-- WORK INSTRUCTIONS --
A. According to the text about Royal Leerdam Crystal, in what Dutch town is the company's distribution center located?
B. Continue the history of the Dutch glassware producer Royal Leerdam Crystal from the point where it stops.

-- TEXT SECTION --
■ ■ ■

Royal Leerdam Crystal
- Industry: nonmetallic minerals industry
- Founded: 1878
- Fate: Closed
- Headquarters: Leerdam , Netherlands
- Owner: Royal Delft Group

= Royal Leerdam Crystal =

Dutch glassworks producer

Royal Leerdam Crystal (also known as Royal Leerdam) was a Dutch producer of glassware products based in Leerdam, the Netherlands.

== History ==
It was established in 1878 as a department within a glassware producing factory, Glasfabriek Leerdam, itself founded in 1765. From 1938 until 2002 it was part of the Schiedam-based Vereenigde Glasfabrieken. In 2002, the factory became part of the American glass and tableware company Libbey Inc. In 2008, Royal Leerdam was purchased by De Koninklijke Porceleyne Fles, becoming part of the Royal Delft Group. In September 2020, as a result of the COVID-19 pandemic, the glass-making facilities were shut. In 2022, Libbey Glass sold the company to the Dutch Anders Invest Industrie Fonds. There are about 600 employees in the Netherlands and Portugal with annual sales of about €120 million. In the Netherlands, the headquarters and a glass factory are in Leerdam and there is a distribution center in Gorinchem. The total acquisition price was not disclosed. The management of the company will stay on and cooperation with Libbey will be continued.

■ ■ ■

-- RECORDS --

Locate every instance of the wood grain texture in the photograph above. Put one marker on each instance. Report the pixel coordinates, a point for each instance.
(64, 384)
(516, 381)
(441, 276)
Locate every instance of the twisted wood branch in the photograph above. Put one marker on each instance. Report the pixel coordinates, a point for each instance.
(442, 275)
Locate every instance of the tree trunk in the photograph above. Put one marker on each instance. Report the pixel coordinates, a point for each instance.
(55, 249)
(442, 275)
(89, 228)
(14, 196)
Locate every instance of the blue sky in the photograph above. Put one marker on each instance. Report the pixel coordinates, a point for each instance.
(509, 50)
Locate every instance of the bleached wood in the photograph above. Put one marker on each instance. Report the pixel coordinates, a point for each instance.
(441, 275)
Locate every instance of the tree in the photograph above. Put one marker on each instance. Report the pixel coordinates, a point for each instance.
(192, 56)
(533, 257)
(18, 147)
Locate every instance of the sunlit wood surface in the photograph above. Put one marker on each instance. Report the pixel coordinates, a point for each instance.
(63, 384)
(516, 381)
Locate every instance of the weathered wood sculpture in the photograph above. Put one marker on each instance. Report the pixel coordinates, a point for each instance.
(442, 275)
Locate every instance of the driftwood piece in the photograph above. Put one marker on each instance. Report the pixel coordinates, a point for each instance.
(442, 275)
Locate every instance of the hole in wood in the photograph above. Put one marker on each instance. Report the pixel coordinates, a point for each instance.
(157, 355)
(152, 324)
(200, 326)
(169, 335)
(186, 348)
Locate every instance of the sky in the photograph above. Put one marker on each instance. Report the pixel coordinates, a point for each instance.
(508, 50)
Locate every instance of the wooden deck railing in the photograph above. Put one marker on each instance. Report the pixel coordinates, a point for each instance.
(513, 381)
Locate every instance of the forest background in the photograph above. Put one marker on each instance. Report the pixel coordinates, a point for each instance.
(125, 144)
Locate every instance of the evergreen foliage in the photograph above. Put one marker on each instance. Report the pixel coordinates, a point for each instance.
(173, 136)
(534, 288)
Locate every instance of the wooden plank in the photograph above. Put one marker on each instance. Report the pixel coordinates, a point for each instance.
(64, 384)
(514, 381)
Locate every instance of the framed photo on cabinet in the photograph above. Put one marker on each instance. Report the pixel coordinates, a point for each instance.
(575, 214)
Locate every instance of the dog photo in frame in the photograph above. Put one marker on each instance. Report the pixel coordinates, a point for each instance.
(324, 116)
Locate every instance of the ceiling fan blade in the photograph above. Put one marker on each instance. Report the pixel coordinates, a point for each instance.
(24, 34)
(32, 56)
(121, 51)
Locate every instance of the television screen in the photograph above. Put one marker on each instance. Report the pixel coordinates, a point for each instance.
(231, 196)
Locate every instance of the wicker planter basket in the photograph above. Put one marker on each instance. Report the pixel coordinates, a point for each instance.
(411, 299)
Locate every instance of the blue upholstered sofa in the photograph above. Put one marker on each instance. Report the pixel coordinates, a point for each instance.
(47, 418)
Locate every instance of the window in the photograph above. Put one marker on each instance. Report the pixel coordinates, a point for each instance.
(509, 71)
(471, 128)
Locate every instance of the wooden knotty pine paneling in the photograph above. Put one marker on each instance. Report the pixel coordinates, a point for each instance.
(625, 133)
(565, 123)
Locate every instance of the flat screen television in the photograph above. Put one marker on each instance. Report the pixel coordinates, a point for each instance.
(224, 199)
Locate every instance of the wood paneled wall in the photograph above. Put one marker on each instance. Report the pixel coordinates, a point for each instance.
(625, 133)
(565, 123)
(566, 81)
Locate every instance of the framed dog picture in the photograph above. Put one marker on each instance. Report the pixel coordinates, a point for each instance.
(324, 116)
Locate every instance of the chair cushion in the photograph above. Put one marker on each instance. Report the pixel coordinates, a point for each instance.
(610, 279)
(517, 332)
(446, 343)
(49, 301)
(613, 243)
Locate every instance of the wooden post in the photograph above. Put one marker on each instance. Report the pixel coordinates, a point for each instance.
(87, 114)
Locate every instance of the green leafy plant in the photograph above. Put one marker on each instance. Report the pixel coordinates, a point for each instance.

■ ■ ■

-- RESPONSES IN ORDER --
A. Gorinchem

B.
==Designing and glassblowing==
Designing and glassblowing were in the past strictly separated. Several well-known designers as Hendrik Petrus Berlage, Karel de Bazel, Andries Copier, Sybren Valkema, and Willem Heesen have contributed to the Royal Leerdam reputation with a wide range of designer glassware. Best known has become the so-called range of products Gilde Glass (1930) by Andries Copier, as an example of both simplicity and beauty.
Glass art created by Royal Leerdam Crystal was and still is very sought after by museums and collectors worldwide.

==Museums==
- Nationaal Glasmuseum in Leerdam
- Museum van der Togt in Amstelveen
- Museum Boymans-van Beuningen in Rotterdam

==See also==
- Glass art

==In popular culture==
- The factory of Royal Leerdam Crystal was featured in the 1958 short documentary film Glass by Bert Haanstra. The documentary won an Academy Award for Documentary Short Subject in 1959.